WHAT YOU WILL DO
Find the line with "pixel 466 107" in the records below. Copy it and every line after it, up to and including the line with "pixel 354 229".

──────── TASK INPUT ────────

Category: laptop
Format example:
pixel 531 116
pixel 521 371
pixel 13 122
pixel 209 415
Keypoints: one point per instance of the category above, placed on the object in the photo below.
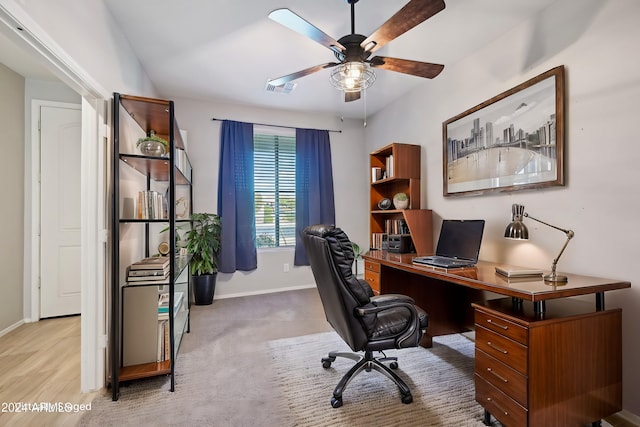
pixel 458 244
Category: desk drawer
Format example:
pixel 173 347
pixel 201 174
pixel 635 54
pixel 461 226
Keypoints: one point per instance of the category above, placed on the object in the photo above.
pixel 507 351
pixel 509 381
pixel 503 408
pixel 502 326
pixel 373 279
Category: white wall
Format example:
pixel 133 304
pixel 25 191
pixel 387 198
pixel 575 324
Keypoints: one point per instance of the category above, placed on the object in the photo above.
pixel 12 175
pixel 600 201
pixel 85 33
pixel 350 165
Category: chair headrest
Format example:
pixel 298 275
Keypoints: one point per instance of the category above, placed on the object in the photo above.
pixel 322 230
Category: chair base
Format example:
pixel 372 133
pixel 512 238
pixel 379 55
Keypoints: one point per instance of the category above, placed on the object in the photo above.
pixel 366 362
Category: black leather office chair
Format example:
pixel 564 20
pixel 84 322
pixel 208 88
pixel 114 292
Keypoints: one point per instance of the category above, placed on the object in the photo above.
pixel 367 323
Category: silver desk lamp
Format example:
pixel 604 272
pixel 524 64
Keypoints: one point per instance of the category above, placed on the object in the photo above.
pixel 517 230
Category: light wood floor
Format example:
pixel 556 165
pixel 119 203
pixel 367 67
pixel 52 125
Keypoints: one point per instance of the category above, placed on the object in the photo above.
pixel 40 362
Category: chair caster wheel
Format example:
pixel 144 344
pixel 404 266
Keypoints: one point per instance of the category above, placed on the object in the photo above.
pixel 326 362
pixel 336 402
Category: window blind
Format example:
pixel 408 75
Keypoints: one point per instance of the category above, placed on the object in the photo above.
pixel 275 189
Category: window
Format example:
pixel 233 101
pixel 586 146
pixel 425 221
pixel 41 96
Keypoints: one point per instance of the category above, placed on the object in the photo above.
pixel 275 187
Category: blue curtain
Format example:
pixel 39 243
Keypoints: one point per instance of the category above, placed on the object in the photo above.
pixel 235 198
pixel 314 185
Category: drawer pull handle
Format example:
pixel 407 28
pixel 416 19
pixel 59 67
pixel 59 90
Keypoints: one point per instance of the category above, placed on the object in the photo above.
pixel 500 377
pixel 495 347
pixel 497 324
pixel 497 406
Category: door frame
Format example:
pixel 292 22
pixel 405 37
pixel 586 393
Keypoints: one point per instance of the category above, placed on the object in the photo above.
pixel 30 37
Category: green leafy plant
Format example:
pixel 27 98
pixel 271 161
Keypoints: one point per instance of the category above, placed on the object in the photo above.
pixel 203 243
pixel 156 138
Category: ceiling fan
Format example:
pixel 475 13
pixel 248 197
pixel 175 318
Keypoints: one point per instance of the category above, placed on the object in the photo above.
pixel 353 74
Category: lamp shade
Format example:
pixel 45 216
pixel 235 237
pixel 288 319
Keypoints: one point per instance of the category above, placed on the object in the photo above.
pixel 516 230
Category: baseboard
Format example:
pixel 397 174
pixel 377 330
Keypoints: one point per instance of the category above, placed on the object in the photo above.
pixel 628 417
pixel 11 328
pixel 265 291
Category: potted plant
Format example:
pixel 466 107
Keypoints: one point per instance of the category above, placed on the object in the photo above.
pixel 203 243
pixel 401 201
pixel 153 145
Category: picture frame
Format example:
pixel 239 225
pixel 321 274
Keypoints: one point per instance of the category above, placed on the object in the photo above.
pixel 513 141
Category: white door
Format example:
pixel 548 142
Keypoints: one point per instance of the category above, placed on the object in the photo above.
pixel 60 143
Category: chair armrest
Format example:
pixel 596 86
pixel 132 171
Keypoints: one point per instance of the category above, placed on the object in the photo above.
pixel 389 298
pixel 377 308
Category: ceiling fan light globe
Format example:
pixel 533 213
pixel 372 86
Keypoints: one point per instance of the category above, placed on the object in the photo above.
pixel 352 76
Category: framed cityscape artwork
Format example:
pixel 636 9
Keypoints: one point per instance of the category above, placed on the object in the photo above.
pixel 514 141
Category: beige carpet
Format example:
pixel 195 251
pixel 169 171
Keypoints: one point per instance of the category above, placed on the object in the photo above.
pixel 440 379
pixel 284 384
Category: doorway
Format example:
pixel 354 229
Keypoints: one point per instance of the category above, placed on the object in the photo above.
pixel 59 145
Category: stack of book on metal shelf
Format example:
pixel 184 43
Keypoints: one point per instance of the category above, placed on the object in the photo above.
pixel 148 271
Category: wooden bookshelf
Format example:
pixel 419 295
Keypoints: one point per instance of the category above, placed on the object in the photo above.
pixel 400 167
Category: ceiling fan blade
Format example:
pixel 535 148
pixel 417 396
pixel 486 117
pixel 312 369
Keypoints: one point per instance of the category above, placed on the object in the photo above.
pixel 293 76
pixel 413 13
pixel 414 68
pixel 296 23
pixel 351 96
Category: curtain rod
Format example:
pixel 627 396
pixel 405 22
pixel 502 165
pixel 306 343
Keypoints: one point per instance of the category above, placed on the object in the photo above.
pixel 280 126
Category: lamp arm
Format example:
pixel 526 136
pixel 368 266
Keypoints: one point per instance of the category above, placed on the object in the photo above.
pixel 568 233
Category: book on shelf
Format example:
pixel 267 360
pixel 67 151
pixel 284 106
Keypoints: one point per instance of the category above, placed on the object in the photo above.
pixel 163 304
pixel 158 281
pixel 148 273
pixel 396 226
pixel 389 166
pixel 151 263
pixel 379 241
pixel 162 277
pixel 164 346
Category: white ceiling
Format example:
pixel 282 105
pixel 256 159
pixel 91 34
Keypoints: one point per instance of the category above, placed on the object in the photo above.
pixel 227 49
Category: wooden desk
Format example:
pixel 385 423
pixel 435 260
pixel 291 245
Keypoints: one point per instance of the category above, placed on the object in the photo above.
pixel 542 359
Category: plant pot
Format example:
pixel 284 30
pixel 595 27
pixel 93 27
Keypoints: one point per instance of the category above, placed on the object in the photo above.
pixel 204 287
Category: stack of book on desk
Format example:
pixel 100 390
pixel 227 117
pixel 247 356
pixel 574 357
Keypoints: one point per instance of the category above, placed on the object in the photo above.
pixel 153 270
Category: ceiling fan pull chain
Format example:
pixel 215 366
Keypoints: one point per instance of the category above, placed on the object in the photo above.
pixel 364 99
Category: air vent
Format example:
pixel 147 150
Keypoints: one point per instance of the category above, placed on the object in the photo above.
pixel 283 88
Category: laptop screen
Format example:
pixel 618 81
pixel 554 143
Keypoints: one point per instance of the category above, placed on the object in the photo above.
pixel 460 238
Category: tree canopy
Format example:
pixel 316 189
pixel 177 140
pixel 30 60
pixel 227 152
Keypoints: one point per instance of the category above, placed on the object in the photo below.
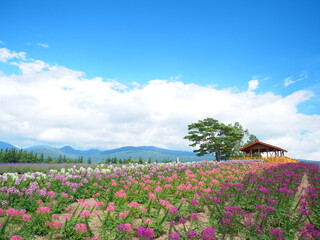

────────

RESPONSE BELOW
pixel 466 107
Keypoints: one point per instance of the category above, placed on the object in the photo above.
pixel 203 243
pixel 401 201
pixel 153 145
Category: picture frame
Format example:
pixel 239 225
pixel 321 274
Keypoints: one point per instance of the category above, placed on the object in the photo above.
pixel 513 141
Category: white door
Format example:
pixel 548 142
Keypoints: one point per instance of the category above, placed on the object in the photo above.
pixel 60 143
Category: chair armrest
Format example:
pixel 596 86
pixel 132 171
Keypoints: one point per instance of the category above, placed on the object in the photo above.
pixel 389 298
pixel 377 308
Category: ceiling fan light globe
Format example:
pixel 533 213
pixel 372 86
Keypoints: one point per instance of the category above, placed on the object in the photo above.
pixel 352 76
Category: framed cityscape artwork
Format example:
pixel 636 9
Keypoints: one point per instance of the category above, placed on the object in the photo above.
pixel 514 141
Category: beige carpet
Format example:
pixel 195 251
pixel 169 171
Keypoints: one point per instance of the category above, placed on the object in the photo above.
pixel 440 379
pixel 284 384
Category: doorway
Format example:
pixel 354 229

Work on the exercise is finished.